- What to produce -
Copy the data below word for word, leaving out the pictures.

- Extracted information -
----
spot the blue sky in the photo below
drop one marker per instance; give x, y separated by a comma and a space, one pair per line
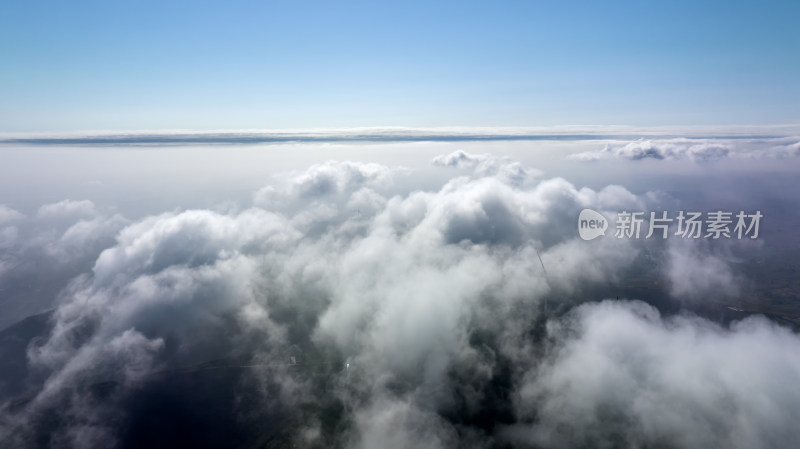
71, 66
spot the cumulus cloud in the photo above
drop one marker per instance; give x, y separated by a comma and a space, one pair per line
423, 308
649, 149
623, 376
697, 150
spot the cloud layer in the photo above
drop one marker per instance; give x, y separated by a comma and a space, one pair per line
440, 317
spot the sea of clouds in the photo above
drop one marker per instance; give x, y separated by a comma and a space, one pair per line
434, 298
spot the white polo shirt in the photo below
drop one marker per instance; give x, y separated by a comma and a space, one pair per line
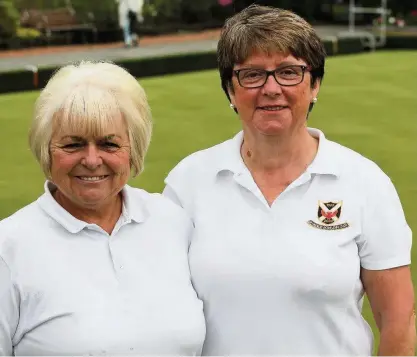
69, 288
284, 280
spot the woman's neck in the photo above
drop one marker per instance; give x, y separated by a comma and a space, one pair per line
269, 154
105, 215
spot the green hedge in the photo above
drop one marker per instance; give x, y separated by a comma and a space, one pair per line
23, 80
402, 42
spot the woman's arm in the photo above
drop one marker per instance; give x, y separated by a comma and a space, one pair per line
9, 310
391, 296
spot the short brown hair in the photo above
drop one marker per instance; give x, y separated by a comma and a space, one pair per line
269, 30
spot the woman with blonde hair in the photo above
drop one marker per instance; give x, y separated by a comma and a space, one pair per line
94, 266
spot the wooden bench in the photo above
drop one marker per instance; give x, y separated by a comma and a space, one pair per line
60, 20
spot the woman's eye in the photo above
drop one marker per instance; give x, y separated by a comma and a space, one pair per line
110, 145
73, 146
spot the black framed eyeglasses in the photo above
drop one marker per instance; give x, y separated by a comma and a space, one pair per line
285, 76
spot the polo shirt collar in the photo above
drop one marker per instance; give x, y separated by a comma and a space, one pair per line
132, 209
325, 162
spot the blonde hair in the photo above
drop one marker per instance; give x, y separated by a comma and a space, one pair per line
88, 97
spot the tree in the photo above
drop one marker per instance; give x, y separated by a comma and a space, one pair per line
9, 19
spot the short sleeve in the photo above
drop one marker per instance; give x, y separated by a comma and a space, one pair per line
9, 311
386, 238
180, 184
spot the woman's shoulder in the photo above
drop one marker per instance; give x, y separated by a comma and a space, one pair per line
22, 220
154, 203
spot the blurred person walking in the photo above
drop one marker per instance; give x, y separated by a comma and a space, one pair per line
130, 16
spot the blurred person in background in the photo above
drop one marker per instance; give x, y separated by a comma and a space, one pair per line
291, 228
94, 266
130, 17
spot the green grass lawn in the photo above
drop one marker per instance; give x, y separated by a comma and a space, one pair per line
368, 102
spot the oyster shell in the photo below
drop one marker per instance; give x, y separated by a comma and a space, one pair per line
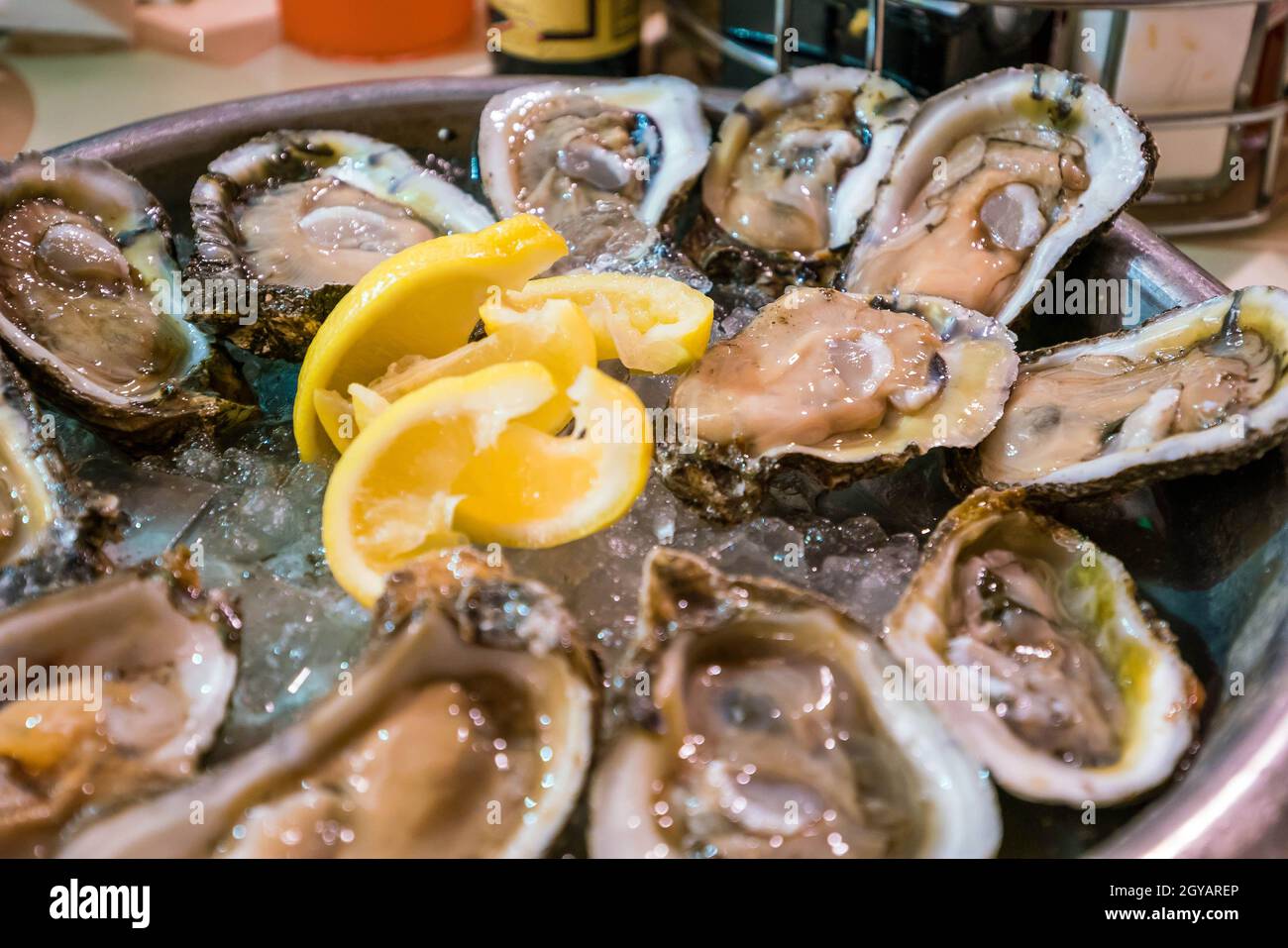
134, 675
1198, 389
1087, 698
88, 282
824, 388
288, 222
794, 171
997, 181
565, 151
464, 732
52, 527
768, 732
----
- Full answer -
spot the blue sky in the photo below
drop one marker per instance; give x, y separated by a comma and a space, one pair per line
71, 66
spot the cumulus cloud in the photo above
drop one marker per instance; give x, y separated by a comma and a space, one pair per line
423, 308
649, 149
623, 376
697, 150
spot the cloud layer in the photo above
drop one marker per instance; give x, y separated by a comma and a space, one pair per line
440, 317
spot the sea of clouds in the photo above
drop one marker per instance; give x, y separated by a comma and a space, one pair per line
434, 298
spot the white polo shirt in the photo below
drop one marker per instance; give x, y separated by a comma and a space, one pair per line
69, 288
284, 280
spot the woman's neck in the photo above
drop one marker per instance; give x, y separated by a comma and a space, one pair per line
269, 154
105, 215
spot the green hedge in the photo above
drop one marker per instance; give x, y separated by a comma and a space, one pair per line
23, 80
402, 42
spot the woman's arm in the photo above
drop one marker per instance; give x, y separated by a comma and a space, one pair per line
9, 310
391, 296
spot the short brown hair in the photo above
drop one marker per instance; give x, y separated by a comma and a space, one pair per line
269, 30
spot the woman with blonde hair in the photo above
drop one marker per instance; give x, y separated by a comma and a space, one pair per line
94, 266
spot the wooden bench in the photo above
drop one marker per instance; give x, y separated by a comma and a space, one pair per line
60, 20
spot the woman's eye in the photo above
drop one marker per instance; give x, y separated by a comma and a space, one pair per line
110, 145
73, 146
spot the black framed eyeglasses in the photo above
drop one marker per instance; give x, y separated by a comma and a space, one pair per line
285, 76
spot the polo shirt collar in the photo above
drop one marker per instance; give x, y separated by a comma and a space, one pair per line
132, 209
325, 162
spot the blonde hair in the photo above
drop one marker per instance; give x, y separated by a comma and a space, one pair per line
88, 97
spot the tree in the photo above
drop one marker per instance; give x, y separated by a comma and a space, one pair per line
9, 19
spot the short sleeve in the photo above
drop one marker per instance; give x, y separated by a comma and a space, one pair per line
9, 311
386, 238
180, 184
spot the woman's shoulder in the photo above
drop one marker per instance; give x, y separated by a comma and a space, one pair per line
22, 220
154, 203
spot the blurred person walking in the photo above
drop one marker per instance; give x, y separated by a comma and a space, one pair per line
130, 16
spot the blurred person in background in the photo above
drop one marker per instance; give x, y separated by a comma and a space, one pair per line
291, 228
94, 266
130, 17
spot the green grass lawn in the photo above
drop one marker per instance; give x, y separated by a comma and a space, one pair per line
368, 102
spot the oyster shell in the photo below
drop one marker per instance; give x, y separated by a comma and a space, one pair per line
134, 675
1198, 389
1087, 698
88, 282
824, 388
288, 222
794, 171
997, 181
565, 151
464, 732
52, 527
768, 732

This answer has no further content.